Task directions: Count the lines in the records below that contain the string "Please". Reply with the number alone.

[Part of a data file]
=====
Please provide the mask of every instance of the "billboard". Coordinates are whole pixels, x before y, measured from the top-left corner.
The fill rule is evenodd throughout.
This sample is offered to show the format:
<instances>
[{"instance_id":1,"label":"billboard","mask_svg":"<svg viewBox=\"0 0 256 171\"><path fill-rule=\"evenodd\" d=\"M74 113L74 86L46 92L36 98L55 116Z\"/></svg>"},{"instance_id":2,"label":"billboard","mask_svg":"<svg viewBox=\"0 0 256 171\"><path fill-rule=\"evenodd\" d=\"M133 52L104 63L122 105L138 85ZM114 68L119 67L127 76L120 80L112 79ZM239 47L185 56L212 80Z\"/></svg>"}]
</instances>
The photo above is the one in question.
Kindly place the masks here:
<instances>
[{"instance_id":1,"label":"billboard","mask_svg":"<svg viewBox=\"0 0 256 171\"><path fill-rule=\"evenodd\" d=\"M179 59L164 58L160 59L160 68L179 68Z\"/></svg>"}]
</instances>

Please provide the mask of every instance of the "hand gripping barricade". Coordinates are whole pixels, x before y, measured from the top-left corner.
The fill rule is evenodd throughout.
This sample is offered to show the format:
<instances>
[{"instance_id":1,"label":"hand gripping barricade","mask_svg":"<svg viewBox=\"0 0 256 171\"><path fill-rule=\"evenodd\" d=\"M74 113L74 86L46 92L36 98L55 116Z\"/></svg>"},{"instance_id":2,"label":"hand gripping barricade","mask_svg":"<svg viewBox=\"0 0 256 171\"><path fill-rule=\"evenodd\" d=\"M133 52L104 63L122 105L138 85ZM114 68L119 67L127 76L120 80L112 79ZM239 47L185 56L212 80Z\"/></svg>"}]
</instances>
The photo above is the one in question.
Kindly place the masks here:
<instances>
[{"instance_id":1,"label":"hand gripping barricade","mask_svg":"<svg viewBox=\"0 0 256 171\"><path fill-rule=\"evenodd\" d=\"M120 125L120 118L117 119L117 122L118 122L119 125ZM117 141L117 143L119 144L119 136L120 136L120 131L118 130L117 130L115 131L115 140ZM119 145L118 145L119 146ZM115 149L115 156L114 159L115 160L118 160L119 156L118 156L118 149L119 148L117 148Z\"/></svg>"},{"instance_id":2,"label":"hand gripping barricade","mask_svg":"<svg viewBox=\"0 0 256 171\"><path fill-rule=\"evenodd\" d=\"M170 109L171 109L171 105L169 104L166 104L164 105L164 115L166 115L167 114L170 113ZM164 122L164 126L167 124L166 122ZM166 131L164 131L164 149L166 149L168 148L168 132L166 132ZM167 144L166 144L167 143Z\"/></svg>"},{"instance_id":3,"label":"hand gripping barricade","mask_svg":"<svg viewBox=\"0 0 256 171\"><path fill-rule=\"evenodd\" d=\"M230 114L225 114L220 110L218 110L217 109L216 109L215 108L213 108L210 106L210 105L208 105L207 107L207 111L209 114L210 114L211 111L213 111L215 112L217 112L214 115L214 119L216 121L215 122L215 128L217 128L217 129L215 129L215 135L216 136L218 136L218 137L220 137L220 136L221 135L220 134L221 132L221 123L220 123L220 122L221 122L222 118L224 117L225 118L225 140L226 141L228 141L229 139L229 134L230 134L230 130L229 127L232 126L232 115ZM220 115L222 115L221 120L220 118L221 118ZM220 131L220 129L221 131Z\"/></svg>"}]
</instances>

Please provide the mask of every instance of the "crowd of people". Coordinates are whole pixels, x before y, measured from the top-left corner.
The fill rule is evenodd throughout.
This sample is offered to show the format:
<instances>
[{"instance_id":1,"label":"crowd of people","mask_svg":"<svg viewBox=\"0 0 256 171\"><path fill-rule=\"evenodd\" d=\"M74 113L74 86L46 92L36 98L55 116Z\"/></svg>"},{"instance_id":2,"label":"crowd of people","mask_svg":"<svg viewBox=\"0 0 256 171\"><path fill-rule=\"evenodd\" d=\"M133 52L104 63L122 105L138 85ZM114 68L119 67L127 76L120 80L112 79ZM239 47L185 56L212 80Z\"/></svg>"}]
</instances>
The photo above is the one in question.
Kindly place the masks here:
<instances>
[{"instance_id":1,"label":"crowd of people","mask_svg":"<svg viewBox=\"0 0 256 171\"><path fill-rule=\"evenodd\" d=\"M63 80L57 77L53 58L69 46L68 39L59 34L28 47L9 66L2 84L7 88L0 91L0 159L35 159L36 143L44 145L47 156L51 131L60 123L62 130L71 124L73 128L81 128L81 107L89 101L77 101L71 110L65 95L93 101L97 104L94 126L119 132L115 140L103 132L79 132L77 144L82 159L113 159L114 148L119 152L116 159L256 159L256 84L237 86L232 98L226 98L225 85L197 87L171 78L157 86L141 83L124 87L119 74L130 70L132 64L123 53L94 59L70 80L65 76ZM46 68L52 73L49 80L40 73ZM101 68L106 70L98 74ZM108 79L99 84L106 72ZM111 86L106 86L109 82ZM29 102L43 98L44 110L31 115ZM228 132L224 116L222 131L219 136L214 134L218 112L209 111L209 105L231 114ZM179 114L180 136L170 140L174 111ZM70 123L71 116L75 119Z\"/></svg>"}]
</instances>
=====
Problem solution: 3